## TEXTE FOURNI
■ ■ ■

En général, je ne vais pas voir les films de femmes, œuvres le plus souvent mièvres et médiocres, dont on fait la promotion en guise d’arme de guerre soft contre les pays qui sont censés ne pas donner la même place que nous aux femmes, et qui se trouvent être ceux qui résistent à l’impérialisme étasunien et ses horreurs. Ras le bol des films vus par des yeux de petites filles, avec leurs femmes qui veulent s’émanciper, leur " sororitude ", leurs récriminations contre les hommes qui ne font pas la vaisselle, et j’en passe. Mais j’aurais eu bien tort de ne pas aller voir Alcarràs (le titre français, Nos soleils, ne rend absolument pas justice au contenu du film).

En effet, Carla Simón réunit le meilleur des qualités féminines et des qualités viriles (je sais que j’aurais dû mettre plein de guillemets, mais j’en ai assez de la camisole de force du politiquement correct) : Alcarràs est une chronique pleine de tendresse, mais enracinée dans un contexte socio-économique qui lui donne une valeur universelle.

Le film fait vivre sous nos yeux une famille de la province de Lleida, la province occidentale de la Catalogne, qui est aussi la plus agricole, spécialisée dans la production fruitière, poires et pêches. La ferme des Solé réunit trois générations, les grands-parents, le fils, l’hereu en catalan (traditionnellement, c’est le fils aîné qui hérite de la ferme et des propriétés, à charge pour lui de s’occuper de ses frères et sœurs ; c’est ce qu’Emmanuel Todd appelle la famille-souche), la belle-fille, entourée de ses sœurs et leur famille, et ses trois enfants. Carla Simón fait alterner le point de vue de tous les personnages, l’humiliation du grand-père (toujours appelé Padrí, parrain, par ses petits-enfants, parce que dans le nord et l’ouest de la Catalogne, la tradition veut que les parrains soient les grands-parents), qui a reçu l’exploitation à la suite d’une entente orale, sans contrat écrit, ce qui va permettre de confisquer les terres familiales ; la colère du père, dont le travail va être réduit à néant et qui ne pourra rien transmettre, la maturité précoce du fils, qui travaille, comme son père, d’arrache-pied, tout en sachant que ce travail est vain, et malgré son envie de s’amuser comme tous les adolescents de son âge, la patience et la force, malgré la lassitude, de la mère, qui doit organiser la vie pratique de tout son monde, et subir les humeurs et les lubies des uns et des autres, l’insouciance des enfants qui découvrent la vie à travers leurs jeux.

■ ■ ■

## DONNÉES FOURNIES
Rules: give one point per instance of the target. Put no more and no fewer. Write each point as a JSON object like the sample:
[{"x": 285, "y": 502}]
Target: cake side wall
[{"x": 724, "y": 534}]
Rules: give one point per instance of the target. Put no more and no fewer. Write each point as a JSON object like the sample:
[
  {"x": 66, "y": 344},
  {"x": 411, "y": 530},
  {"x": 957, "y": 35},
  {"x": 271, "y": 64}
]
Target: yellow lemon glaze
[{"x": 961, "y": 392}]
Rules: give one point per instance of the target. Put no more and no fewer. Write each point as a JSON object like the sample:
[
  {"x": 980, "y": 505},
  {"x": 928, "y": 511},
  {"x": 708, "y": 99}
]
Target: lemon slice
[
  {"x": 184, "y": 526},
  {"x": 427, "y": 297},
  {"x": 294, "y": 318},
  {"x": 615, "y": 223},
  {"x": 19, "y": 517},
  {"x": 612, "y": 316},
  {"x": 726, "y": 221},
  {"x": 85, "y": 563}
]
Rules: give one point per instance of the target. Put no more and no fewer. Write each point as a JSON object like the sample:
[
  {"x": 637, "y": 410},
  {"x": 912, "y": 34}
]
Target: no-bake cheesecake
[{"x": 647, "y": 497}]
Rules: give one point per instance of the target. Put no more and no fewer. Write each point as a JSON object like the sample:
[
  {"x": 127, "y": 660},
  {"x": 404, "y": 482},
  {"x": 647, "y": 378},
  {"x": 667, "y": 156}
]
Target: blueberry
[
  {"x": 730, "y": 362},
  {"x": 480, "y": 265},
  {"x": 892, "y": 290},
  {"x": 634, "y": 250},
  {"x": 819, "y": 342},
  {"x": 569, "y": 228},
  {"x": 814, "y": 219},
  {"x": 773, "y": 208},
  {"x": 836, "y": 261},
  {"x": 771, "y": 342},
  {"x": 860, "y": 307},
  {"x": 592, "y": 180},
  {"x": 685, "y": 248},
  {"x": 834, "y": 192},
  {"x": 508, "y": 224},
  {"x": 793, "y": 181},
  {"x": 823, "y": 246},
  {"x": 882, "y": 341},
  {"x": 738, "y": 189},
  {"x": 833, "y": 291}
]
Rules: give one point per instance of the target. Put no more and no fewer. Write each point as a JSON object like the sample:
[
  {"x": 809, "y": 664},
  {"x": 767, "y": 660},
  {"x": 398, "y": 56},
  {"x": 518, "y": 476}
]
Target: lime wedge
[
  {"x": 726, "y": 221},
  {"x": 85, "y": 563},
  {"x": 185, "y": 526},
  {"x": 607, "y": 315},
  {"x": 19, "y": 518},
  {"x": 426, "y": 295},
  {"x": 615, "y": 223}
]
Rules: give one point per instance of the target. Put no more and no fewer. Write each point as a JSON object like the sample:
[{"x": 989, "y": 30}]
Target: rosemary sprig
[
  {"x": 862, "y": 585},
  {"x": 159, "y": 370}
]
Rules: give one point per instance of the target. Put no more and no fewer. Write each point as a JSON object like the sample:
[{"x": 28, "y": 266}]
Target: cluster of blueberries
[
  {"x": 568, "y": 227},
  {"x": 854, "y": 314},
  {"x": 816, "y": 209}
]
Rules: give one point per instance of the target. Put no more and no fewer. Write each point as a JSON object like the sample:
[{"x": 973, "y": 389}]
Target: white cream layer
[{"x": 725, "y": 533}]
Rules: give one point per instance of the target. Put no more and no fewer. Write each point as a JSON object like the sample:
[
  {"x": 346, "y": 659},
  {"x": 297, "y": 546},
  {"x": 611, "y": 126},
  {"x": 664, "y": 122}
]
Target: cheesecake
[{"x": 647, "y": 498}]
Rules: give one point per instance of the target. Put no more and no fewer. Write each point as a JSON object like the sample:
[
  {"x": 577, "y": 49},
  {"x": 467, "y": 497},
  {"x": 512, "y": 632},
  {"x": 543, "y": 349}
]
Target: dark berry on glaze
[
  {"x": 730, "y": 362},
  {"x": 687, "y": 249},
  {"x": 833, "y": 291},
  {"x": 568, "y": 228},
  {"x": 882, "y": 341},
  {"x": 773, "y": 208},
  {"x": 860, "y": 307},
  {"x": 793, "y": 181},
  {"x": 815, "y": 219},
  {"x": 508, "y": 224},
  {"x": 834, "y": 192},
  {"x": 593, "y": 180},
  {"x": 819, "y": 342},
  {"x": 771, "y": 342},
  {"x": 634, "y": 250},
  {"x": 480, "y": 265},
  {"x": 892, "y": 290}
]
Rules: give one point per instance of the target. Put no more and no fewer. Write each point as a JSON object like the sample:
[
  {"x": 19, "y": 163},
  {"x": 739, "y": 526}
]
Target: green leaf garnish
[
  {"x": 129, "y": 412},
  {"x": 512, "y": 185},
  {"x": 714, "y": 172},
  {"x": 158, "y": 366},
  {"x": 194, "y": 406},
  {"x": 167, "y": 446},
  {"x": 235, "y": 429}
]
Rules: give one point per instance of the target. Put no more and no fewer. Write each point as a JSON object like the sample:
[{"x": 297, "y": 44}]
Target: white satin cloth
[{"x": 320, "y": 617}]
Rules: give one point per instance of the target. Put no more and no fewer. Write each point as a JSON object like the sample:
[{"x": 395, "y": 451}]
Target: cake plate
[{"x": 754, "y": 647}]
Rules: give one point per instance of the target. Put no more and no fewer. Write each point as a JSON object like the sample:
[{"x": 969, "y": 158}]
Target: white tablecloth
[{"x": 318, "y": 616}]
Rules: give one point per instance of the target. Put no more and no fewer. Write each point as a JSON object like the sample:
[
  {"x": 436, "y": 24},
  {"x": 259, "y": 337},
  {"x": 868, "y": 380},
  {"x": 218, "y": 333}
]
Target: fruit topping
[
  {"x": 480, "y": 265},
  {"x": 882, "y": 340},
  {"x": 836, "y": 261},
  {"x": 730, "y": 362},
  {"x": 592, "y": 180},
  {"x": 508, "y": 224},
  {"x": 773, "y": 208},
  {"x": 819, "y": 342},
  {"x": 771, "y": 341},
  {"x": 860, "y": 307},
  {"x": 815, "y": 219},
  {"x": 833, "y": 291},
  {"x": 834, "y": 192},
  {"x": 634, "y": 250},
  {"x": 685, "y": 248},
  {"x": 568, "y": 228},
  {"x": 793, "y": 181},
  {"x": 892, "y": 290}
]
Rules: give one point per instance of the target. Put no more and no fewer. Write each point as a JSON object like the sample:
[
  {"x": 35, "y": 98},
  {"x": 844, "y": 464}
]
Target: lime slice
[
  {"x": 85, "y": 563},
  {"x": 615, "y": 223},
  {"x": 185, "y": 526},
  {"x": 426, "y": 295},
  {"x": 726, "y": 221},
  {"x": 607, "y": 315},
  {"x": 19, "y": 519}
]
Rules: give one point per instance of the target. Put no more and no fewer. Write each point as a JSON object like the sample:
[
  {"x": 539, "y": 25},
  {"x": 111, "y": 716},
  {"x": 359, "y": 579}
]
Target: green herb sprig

■ ■ ■

## DÉFIS
a – D'après la critique du film Alcarràs, sous quel titre le film est-il sorti en France ?
b – Mettez à jour le passage de la critique du film Alcarràs allant de "En effet, Carla" jusqu'à "une valeur universelle." inclus, en remplaçant "chronique" par "fresque".
c – Donnez la suite de la critique du film Alcarràs à partir de sa dernière phrase.

## RÉPONSES PAR TÂCHE
a – Nos soleils

b –
En effet, Carla Simón réunit le meilleur des qualités féminines et des qualités viriles (je sais que j’aurais dû mettre plein de guillemets, mais j’en ai assez de la camisole de force du politiquement correct) : Alcarràs est une fresque pleine de tendresse, mais enracinée dans un contexte socio-économique qui lui donne une valeur universelle.

c –
Et le miracle de ce film, c’est que tout sonne juste, on a l’impression d’être immergé dans la vie réelle, ce qui est dû pour une bonne part au fait que la réalisatrice a vécu son enfance dans la région d’Alcarràs et a fait appel aux gens de la région, qui jouent leur propre rôle et, surtout, parlent leur langue, le catalan, avec les particularismes et l’accent locaux. Au-delà de leur langue, c’est toute la culture paysanne catalane qui apparaît au fil des séquence, grâce au personnage de la grand-mère, qui transmet les chansons et les histoires traditionnelles, et grâce aux activités sociales et culturelles (culturelles, oui, mais populaires) des paysans, les repas où toute la famille se retrouve pour une cargolada (sorte de barbecue où on mange des escargots), les fêtes, avec les « diables » (jeunes gens déguisés en diables qui parcourent les rues avec des feux d’artifice pétaradant au bout d’une pique), ou les répétitions de la chorale (la musique chorale est une tradition catalane). Carla Simón n’oublie même pas les saisonniers africains, qui travaillent dur pour de maigres salaires ; mais, au lieu d’opposer saisonniers et petits paysans racistes, comme il est si facile de le faire, elle nous fait comprendre que le niveau de salaire des premiers dépend des ressources des seconds, et que les deux catégories ont donc le même ennemi, le marché mondialisé, et la recherche du profit maximum, par une division internationale du travail.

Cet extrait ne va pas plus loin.